▶ _THE REQUEST_:
Rewrite the items in full, beginning at the line that contains "Where can the man in" and stopping after the line that contains "[[128, 154]]". Shift every coordinate in the answers by adding 145 to it.

▶ _RECORDED DATA_:
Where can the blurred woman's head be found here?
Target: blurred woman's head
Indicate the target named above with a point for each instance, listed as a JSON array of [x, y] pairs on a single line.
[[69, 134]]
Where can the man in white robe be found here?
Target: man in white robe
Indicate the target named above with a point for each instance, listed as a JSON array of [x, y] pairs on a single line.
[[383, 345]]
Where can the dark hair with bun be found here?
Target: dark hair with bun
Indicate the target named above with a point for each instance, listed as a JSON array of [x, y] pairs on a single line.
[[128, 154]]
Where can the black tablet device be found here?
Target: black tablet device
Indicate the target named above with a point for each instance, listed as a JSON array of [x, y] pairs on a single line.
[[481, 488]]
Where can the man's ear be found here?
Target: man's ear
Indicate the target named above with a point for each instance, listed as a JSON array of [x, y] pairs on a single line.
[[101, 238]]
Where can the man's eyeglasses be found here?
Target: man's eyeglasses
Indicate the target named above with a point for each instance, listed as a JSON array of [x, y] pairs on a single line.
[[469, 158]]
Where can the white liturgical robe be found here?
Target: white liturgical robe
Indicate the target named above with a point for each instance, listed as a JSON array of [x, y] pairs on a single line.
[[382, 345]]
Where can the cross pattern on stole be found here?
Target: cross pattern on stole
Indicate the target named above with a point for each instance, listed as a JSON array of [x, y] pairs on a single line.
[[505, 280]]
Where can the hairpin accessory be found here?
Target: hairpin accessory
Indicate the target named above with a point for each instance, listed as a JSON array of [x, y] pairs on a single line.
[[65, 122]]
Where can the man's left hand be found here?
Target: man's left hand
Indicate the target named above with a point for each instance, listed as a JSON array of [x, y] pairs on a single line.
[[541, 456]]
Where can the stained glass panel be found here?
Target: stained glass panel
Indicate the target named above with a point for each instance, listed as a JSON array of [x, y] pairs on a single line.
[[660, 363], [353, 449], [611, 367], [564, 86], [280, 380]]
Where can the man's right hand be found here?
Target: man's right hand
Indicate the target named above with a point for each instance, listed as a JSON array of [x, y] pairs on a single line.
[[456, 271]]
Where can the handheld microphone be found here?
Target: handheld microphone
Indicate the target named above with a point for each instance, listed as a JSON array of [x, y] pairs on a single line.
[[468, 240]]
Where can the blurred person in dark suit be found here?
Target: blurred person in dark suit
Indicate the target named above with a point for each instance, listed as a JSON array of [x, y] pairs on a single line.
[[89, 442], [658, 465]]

▶ _FINAL ANSWER_:
Where can the man in white robe be found here?
Target: man in white robe
Indicate the target named above with a point for each instance, listed as a JSON array of [x, y] pairs on a single line.
[[528, 490]]
Where can the dark hair with bun be found here?
Target: dark hair with bun
Indicate the target named above with a point for each instance, listed as a JSON array of [x, y] pairs on a single line.
[[273, 299]]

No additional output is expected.